▸ **SET PROBLEM**:
Rewrite the items from the line containing "target: tire" through the end of the items, inclusive, substituting "classic green car" for "vintage green car" and leaving everything else unchanged.

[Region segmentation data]
━━━━
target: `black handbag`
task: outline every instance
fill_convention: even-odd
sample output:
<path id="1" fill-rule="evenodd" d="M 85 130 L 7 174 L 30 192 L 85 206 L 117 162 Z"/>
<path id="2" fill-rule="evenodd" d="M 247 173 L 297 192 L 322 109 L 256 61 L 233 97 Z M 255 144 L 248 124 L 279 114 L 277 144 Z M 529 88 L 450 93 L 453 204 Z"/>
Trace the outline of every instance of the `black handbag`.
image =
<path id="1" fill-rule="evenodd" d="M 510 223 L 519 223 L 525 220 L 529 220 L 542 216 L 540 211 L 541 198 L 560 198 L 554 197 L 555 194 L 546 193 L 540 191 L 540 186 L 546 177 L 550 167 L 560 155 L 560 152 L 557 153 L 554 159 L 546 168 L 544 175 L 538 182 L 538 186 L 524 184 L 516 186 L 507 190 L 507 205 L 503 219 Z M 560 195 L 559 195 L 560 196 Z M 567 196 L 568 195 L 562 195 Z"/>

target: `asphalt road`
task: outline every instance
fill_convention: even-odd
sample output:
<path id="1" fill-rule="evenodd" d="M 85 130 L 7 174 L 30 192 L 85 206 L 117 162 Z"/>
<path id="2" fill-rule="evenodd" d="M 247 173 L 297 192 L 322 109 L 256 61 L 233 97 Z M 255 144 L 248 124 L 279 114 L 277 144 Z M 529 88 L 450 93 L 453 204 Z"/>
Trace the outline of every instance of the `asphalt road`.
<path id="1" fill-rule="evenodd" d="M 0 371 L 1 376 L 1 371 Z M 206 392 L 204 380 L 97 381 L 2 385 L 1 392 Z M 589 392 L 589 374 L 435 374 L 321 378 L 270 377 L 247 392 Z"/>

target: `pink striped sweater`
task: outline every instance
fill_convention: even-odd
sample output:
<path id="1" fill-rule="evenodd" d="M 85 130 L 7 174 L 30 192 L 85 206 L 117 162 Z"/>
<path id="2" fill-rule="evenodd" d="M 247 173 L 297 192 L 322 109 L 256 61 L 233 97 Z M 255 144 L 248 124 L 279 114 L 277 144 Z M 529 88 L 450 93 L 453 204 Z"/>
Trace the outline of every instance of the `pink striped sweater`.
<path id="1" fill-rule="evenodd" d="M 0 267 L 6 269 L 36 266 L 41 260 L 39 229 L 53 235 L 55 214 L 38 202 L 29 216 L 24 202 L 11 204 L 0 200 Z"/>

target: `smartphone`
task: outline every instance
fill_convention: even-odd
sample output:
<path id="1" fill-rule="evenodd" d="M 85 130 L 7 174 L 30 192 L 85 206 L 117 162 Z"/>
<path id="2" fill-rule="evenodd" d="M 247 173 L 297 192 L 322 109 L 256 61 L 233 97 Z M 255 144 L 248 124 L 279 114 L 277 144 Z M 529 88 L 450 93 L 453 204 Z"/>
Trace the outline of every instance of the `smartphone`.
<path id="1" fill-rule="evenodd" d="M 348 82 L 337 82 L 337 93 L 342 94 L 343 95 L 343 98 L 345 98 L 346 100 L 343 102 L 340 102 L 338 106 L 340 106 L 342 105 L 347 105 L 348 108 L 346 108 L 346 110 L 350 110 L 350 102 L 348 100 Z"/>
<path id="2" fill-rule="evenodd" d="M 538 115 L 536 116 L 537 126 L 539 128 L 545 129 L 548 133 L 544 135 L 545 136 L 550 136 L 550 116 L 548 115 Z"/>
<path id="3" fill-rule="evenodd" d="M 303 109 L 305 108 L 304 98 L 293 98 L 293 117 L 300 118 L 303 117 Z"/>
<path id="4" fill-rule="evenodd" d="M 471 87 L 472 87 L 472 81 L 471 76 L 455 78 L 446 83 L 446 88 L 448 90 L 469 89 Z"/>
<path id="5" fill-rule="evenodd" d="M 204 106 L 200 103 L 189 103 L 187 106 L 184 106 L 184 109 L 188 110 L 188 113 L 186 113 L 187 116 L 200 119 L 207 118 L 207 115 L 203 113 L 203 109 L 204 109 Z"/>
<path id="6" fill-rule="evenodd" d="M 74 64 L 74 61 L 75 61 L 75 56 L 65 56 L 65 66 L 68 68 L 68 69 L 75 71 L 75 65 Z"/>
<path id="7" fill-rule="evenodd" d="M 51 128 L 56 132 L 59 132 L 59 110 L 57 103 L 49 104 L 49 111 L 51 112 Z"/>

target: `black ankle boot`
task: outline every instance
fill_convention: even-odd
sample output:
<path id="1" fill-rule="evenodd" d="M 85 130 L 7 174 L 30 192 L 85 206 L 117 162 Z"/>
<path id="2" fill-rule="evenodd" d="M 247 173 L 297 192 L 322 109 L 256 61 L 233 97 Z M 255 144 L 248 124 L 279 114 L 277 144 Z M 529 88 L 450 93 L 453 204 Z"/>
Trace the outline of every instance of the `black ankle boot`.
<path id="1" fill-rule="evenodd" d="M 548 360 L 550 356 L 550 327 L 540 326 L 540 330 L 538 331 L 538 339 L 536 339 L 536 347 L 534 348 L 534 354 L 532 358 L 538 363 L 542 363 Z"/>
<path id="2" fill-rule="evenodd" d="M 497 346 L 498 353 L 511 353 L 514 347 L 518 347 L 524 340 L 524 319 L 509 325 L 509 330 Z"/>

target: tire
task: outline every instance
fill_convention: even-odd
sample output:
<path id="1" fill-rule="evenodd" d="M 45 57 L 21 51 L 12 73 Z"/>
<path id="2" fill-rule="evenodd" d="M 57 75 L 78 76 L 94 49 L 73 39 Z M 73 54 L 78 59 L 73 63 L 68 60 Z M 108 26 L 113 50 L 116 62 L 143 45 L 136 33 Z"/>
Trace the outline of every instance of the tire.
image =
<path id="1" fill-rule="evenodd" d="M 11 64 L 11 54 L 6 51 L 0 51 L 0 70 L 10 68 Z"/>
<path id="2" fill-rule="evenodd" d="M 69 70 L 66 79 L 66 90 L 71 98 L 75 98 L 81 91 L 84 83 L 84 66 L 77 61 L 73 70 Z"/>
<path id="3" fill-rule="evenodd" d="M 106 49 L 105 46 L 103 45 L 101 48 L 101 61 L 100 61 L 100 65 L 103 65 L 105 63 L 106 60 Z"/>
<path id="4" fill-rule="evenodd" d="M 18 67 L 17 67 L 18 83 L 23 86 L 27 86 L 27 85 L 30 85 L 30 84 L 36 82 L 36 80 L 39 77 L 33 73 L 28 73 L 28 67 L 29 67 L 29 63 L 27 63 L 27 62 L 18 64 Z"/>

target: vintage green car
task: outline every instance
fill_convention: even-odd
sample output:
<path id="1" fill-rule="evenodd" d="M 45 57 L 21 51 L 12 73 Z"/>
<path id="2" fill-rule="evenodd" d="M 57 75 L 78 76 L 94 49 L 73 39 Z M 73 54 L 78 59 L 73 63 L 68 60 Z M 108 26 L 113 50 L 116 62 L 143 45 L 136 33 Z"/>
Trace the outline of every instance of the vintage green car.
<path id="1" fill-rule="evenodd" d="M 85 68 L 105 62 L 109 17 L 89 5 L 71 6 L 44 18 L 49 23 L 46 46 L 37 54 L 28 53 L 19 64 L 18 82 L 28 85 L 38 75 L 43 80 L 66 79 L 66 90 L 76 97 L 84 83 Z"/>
━━━━
▸ **THE ANSWER**:
target: tire
task: outline every instance
fill_convention: even-odd
sample output:
<path id="1" fill-rule="evenodd" d="M 45 57 L 21 51 L 12 73 Z"/>
<path id="2" fill-rule="evenodd" d="M 57 75 L 78 76 L 94 49 L 73 39 Z M 73 54 L 78 59 L 73 63 L 68 60 Z M 108 26 L 113 50 L 116 62 L 143 45 L 136 33 Z"/>
Trace the outline of every instance of the tire.
image =
<path id="1" fill-rule="evenodd" d="M 11 64 L 11 54 L 6 51 L 0 51 L 0 70 L 10 68 Z"/>
<path id="2" fill-rule="evenodd" d="M 69 70 L 66 79 L 66 90 L 71 98 L 75 98 L 81 91 L 84 83 L 84 66 L 77 61 L 73 70 Z"/>
<path id="3" fill-rule="evenodd" d="M 106 49 L 105 46 L 103 45 L 101 48 L 101 61 L 100 61 L 100 65 L 103 65 L 105 63 L 106 60 Z"/>
<path id="4" fill-rule="evenodd" d="M 18 67 L 17 67 L 18 83 L 23 86 L 27 86 L 27 85 L 30 85 L 30 84 L 36 82 L 36 80 L 39 77 L 33 73 L 28 73 L 28 67 L 29 67 L 29 63 L 27 63 L 27 62 L 18 64 Z"/>

target: classic green car
task: outline every instance
fill_convention: even-odd
sample output:
<path id="1" fill-rule="evenodd" d="M 45 57 L 21 51 L 12 73 Z"/>
<path id="2" fill-rule="evenodd" d="M 57 75 L 78 76 L 94 49 L 73 39 Z M 73 54 L 78 59 L 73 63 L 68 60 Z M 108 26 L 113 50 L 116 62 L 143 45 L 136 33 Z"/>
Trace the outline of every instance of the classic green car.
<path id="1" fill-rule="evenodd" d="M 85 68 L 105 62 L 109 17 L 89 5 L 71 6 L 44 18 L 49 23 L 46 46 L 37 54 L 28 53 L 19 64 L 18 82 L 28 85 L 38 75 L 43 80 L 66 79 L 66 90 L 76 97 L 84 83 Z"/>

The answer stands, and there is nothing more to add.